*** Фрагмент текста
Lumineuse: Лея пишет: «д’Артаньян, ты даже не подозреваешь, как ты похож на моего дядюшку Бражелона и на моего покойного, героически погибшего кузена Жюля. Дон Кихот в восемнадцать лет, готовый сражаться с ветряными мельницами... Я сам был Дон Кихотом и в восемнадцать, и в двадцать лет, да и сейчас не многим отличаюсь от сошедшего с ума рыцаря... У меня мог быть сын, похожий на д’Артаньяна... Но сына у меня никогда не будет...» Очень понравилось это :)) Тепло так Лея пишет: дворянин, судья, рыцарь, любовник, монах, солдат Да, сложно придется неопытному ангелу с такой гремучьей смесью образов в одном... Очень любопытно, что же он будет делать, какова его роль во всем, что и как будет происходить в такой известной нам истории...

Черубина де Габрияк: Lumineuse пишет: Да, сложно придется неопытному ангелу с такой гремучьей смесью образов в одном... Очень любопытно, что же он будет делать, какова его роль во всем, что и как будет происходить в такой известной нам истории... Мне тоже очень интересно. Задача у ангела не простая. Любопытно, как он с ней справится и что будет дальше просиходить.

Лея: Lumineuse, Черубина де Габрияк, большое спасибо за отзывы! Буду стараться, чтобы все, происходящее в хорошо нам известной истории, было интересным

Ленчик: Пока ясно одно - ангел конкретно влип, работка не из легких... Ну как-то же надо крылья получать

Лея: Ленчик пишет: Пока ясно одно - ангел конкретно влип Ленчик, большое спасибо! Да, Кларенс влип: ему надо спасать подопечного и одновременно работать над собой; опираться на энтузиазм и самоуверенность юности и одновременно... взрослеть, становиться мудрее, сомневаться в своей правоте. Нелегкий путь

stella: Лея, не надо ему "работать над собой"! От этого выражения сразу скукой потянуло. Ему надо действиями сопереживать подопечному, а не карты раскидывать. Его послали помогать конкретно.

Ленчик: Одним сопереживанием (даже действенным) погоды не сделаешь. А наворотить лишнего - запросто. Так что пусть раскидывает на здоровье, если это поможет ему вникнуть в ситуацию)))
******
*** Перечень записей
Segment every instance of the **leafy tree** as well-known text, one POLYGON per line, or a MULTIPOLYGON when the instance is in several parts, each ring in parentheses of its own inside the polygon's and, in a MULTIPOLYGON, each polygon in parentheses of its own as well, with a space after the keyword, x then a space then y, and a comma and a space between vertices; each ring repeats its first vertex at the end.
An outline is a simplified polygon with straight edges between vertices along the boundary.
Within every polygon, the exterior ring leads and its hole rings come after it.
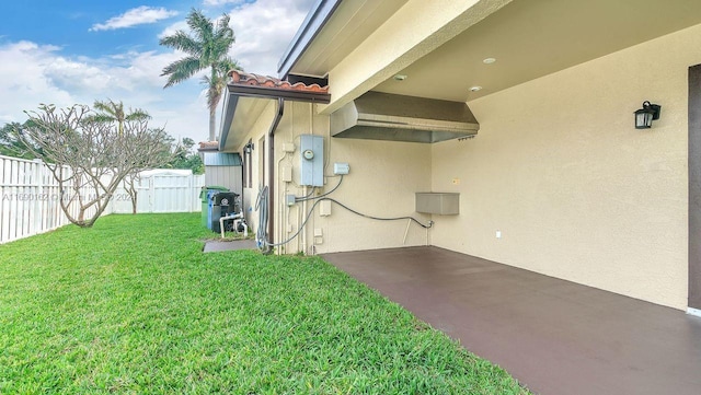
POLYGON ((199 158, 199 154, 194 152, 194 146, 195 140, 188 137, 184 138, 173 153, 173 159, 168 164, 169 167, 189 169, 193 171, 193 174, 204 174, 205 164, 203 163, 202 158, 199 158))
POLYGON ((209 107, 209 141, 215 140, 217 105, 227 86, 227 73, 241 70, 238 62, 229 57, 229 49, 235 42, 233 30, 229 27, 229 15, 223 14, 212 22, 202 11, 193 9, 186 22, 191 34, 177 31, 161 38, 160 44, 187 54, 186 57, 168 65, 161 75, 168 75, 165 86, 181 83, 202 70, 209 69, 202 83, 207 86, 209 107))
POLYGON ((23 127, 19 123, 10 123, 0 128, 0 155, 34 159, 26 146, 13 133, 13 130, 23 127))
MULTIPOLYGON (((149 113, 141 108, 129 108, 129 112, 125 113, 124 103, 122 103, 122 101, 113 102, 112 98, 107 98, 107 101, 105 102, 95 101, 95 103, 93 104, 93 108, 97 111, 97 113, 91 115, 90 118, 99 123, 117 123, 117 130, 119 136, 124 133, 125 121, 140 121, 151 119, 149 113)), ((131 213, 134 214, 136 214, 138 206, 136 183, 139 181, 139 173, 142 170, 146 169, 136 169, 134 173, 127 174, 123 181, 124 189, 127 191, 127 194, 129 194, 129 198, 131 199, 131 213)))
POLYGON ((102 123, 117 123, 119 136, 124 133, 124 123, 127 120, 147 120, 151 119, 149 113, 141 108, 131 109, 129 113, 124 112, 124 103, 107 101, 95 101, 93 109, 99 112, 92 115, 92 119, 102 123))
POLYGON ((61 210, 82 228, 94 224, 127 175, 171 159, 169 136, 162 128, 149 128, 147 119, 125 117, 120 130, 115 123, 97 121, 97 114, 84 105, 41 105, 25 113, 30 120, 12 129, 13 138, 44 160, 58 182, 61 210))

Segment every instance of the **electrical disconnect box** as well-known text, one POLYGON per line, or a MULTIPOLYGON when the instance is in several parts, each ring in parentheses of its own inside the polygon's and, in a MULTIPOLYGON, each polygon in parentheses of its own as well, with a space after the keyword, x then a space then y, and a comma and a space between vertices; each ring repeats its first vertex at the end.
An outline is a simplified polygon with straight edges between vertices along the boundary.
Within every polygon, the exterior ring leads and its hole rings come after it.
POLYGON ((300 152, 300 185, 324 185, 324 138, 323 136, 301 135, 300 152))
POLYGON ((350 166, 347 163, 334 163, 333 164, 333 174, 335 175, 346 175, 350 171, 350 166))

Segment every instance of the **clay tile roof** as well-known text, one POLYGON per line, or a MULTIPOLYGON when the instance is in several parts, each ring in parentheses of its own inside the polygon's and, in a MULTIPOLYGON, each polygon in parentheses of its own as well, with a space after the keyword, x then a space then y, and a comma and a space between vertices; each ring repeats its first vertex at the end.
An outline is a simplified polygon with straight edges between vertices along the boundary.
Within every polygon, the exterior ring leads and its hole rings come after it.
POLYGON ((217 151, 219 150, 219 141, 200 141, 198 151, 217 151))
POLYGON ((319 86, 319 84, 317 83, 312 83, 311 85, 307 85, 302 82, 290 84, 288 81, 283 81, 274 77, 260 75, 260 74, 254 74, 254 73, 243 72, 238 70, 230 71, 229 75, 231 77, 231 82, 239 85, 255 85, 255 86, 276 88, 276 89, 300 91, 300 92, 329 93, 327 85, 319 86))

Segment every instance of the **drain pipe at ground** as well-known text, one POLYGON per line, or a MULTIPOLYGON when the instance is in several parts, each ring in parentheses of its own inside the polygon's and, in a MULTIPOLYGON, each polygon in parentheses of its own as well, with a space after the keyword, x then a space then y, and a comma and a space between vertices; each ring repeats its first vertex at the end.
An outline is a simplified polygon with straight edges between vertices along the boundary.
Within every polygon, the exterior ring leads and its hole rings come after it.
POLYGON ((275 113, 275 118, 273 119, 273 124, 271 125, 271 129, 268 131, 268 213, 269 218, 267 221, 267 234, 268 234, 268 244, 274 244, 274 232, 275 232, 275 130, 283 119, 283 114, 285 113, 285 100, 283 97, 277 97, 277 112, 275 113))

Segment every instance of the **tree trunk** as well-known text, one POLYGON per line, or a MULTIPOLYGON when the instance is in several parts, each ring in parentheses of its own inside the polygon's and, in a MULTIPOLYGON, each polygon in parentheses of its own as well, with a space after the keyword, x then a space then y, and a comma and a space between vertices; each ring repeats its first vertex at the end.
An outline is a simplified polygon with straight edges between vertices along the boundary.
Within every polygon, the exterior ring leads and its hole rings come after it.
POLYGON ((216 111, 209 111, 209 141, 216 141, 217 133, 215 130, 216 111))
******
**Поставленная задача A:** Воспроизведите без изменений ту часть обсуждения на форуме, которая открывается словами «Черубина де Габрияк: Lumineuse» и завершается словами «будет дальше просиходить.».
**Поставленная задача B:** Продолжите обсуждение на форуме, начав сразу после последней приведенной в нем реплики.
Записи к данной работе отношения не имеют.

**Ответ на задание A:**
Черубина де Габрияк: Lumineuse пишет: Да, сложно придется неопытному ангелу с такой гремучьей смесью образов в одном... Очень любопытно, что же он будет делать, какова его роль во всем, что и как будет происходить в такой известной нам истории... Мне тоже очень интересно. Задача у ангела не простая. Любопытно, как он с ней справится и что будет дальше просиходить.

**Ответ на задание B:**
stella: Зато упустить контроль над событиями - это сколько же разных сюжетов, встреч и непредвиденных ситуаций! Жизнь - это не тотальный контроль, это череда случайностей, в которых усматривается закономерность.

Ленчик: stella, не поняла, где в моем сообщении есть хоть слово про тотальный контроль)))

stella: Ленчик , вы не имели в виду контроль, но карты же предсказывают, по какому пути следовать и направлять? Или я неправильно понимаю их предназначение?

L_Lada: stella , вы правы. Карты отсекают варианты развития событий и оставляют иллюзию предначертанности. Как и любое другое гадание. Но именно поэтому их, по идее, не должно быть у ангелов. Или у небесных карт какое-то другое назначение? В таком случае интересно какое. И, уж если на то пошло, Кларенсу достался клиент, абсолютно несовместимый ни с какими гаданиями. Там же сплошной свободный выбор. И ответственность за последствия.

Ленчик: stella, сдается мне, нам надо ждать пояснения автора) Или смиренно ждать продолжения, и мы все увидим.

stella: Будем ждать.

Grand-mere: Мне кажется, Кларенсу надо определиться с приоритетами: либо он "работает над собой", либо сосредотачивается на том "крепком орешке", каким оказалась вверенная ему душа - и, возможно, неожиданно для самого себя обнаруживает, что и он уже не прежний. А карты - что ж, они дают только подсказку, совет, которому можно следовать, а можно и нет.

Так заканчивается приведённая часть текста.